*Lesetext*.
☆ ☆ ☆ ☆ ☆ ☆ ☆

Endlich mal wieder in die Oper. Die Spielstätten dieser Welt und die Künstler traf und trifft Corona mehr als hart, für viele kommt es einem Berufsverbot gleich. Viele – gerade Kleinkunsttreibende – stehen vor dem Aus. Kunst hat eben keine Lobby.
Während irgendwelche schmierlappigen Fußballfunktionäre gern mal nahezu unwidersprochen von „gesellschaftlicher Verantwortung des Fußballs“ faseln durften und der schmierlappige Gisdol in Verkennung gesellschaftlicher Realitäten von „Opfern“ sprechen darf, Opfern, die die Fußballer angeblich bringen müssten und jüngst Eberl noch mal die Moralkeule herausholt, kamen und kommen die Opern oder Schauspielhäuser, schon gar nicht die Kleinkunstschaffenden im öffentlichen Diskurs kaum vor. Immerhin, die Häuser öffnen jetzt – zum Herbst – ja langsam wieder, bei anderen Formaten sieht es ja immer noch düster aus.
Die Themen Bundesliga-Restart, Geisterspiele und Stadionbesuche hingegen haben die Politiker so unfassbar häufig und leidenschaftlich beschäftigt; wahrscheinlich fehlte dann einfach die Energie für so was wie Theater oder so.
Die daran hängenden Existenzen – offensichtlich egal.
Es mag ja vielleicht nicht interessant sein zu wissen, was nun am örtlichen Theater gespielt wird, aber wenn die liebgewonnenen kleineren Veranstaltungen wie das Wintertheater auf einmal nicht mehr da wären, wäre die Trauer schon ein bissel größer. Oder wenn etablierte und gute Eventmanager wie Undercover Pleite gehen sollten, weil es keine Events mehr gibt.
Sicher ist es schwierig, beide Seiten miteinander zu vergleichen. Dennoch: wenn man sie einfach für einen kurzen Moment nebeneinander stellt und sich ein paar Zitate aus der Fußballblase dazu holt, wird recht schnell klar, wie weltfremd und eigentlich verabscheuungswürdig dieser ganze Fußballzirkus ist.
Insofern ist es heut Abend am 03.10. ein wahrhaft befreiender Abend am Theater Magdeburg mit der Premiere von Gounods „Rome et Juliette“. Eine französische Oper von 1867. Das ewige Thema, der ewige Stoff, die ewigen Liebenden – unzählige Male auf den Bühnen dieser Welt und passenderweise in der Ballett-Variante von Prokofjew am 05. Oktober 1997 Eröffnungspremiere für das wiedererrichtete Theater Magdeburg (s.u.).

☆ ☆ ☆ ☆ ☆ ☆ ☆

*Vorgegebene Anweisung A*.
Wiederhole aus dem Lesetext alles von „Während irgendwelche schmierlappigen“ bis hinunter zu „Existenzen – offensichtlich egal.“ Wort für Wort.
*Vorgegebene Anweisung B*.
Welche Oper hat laut Lesetext am 03.10. am Theater Magdeburg Premiere?
Das anschließende Material stammt aus einer anderen Quelle.

*Verfügbare Daten*.

☆ ☆ ☆ ☆ ☆ ☆ ☆

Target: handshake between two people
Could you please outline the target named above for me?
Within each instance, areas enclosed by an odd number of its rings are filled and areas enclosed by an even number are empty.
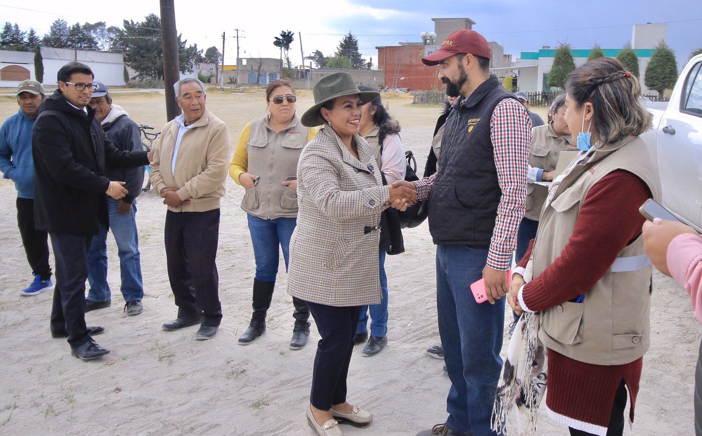
[[[390,198],[386,205],[397,210],[404,211],[417,203],[417,188],[410,182],[399,180],[388,186]]]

☆ ☆ ☆ ☆ ☆ ☆ ☆

*Vollständige Antwort A*.
Während irgendwelche schmierlappigen Fußballfunktionäre gern mal nahezu unwidersprochen von „gesellschaftlicher Verantwortung des Fußballs“ faseln durften und der schmierlappige Gisdol in Verkennung gesellschaftlicher Realitäten von „Opfern“ sprechen darf, Opfern, die die Fußballer angeblich bringen müssten und jüngst Eberl noch mal die Moralkeule herausholt, kamen und kommen die Opern oder Schauspielhäuser, schon gar nicht die Kleinkunstschaffenden im öffentlichen Diskurs kaum vor. Immerhin, die Häuser öffnen jetzt – zum Herbst – ja langsam wieder, bei anderen Formaten sieht es ja immer noch düster aus.
Die Themen Bundesliga-Restart, Geisterspiele und Stadionbesuche hingegen haben die Politiker so unfassbar häufig und leidenschaftlich beschäftigt; wahrscheinlich fehlte dann einfach die Energie für so was wie Theater oder so.
Die daran hängenden Existenzen – offensichtlich egal.

*Vollständige Antwort B*.
Gounods „Rome et Juliette“ hat Premiere.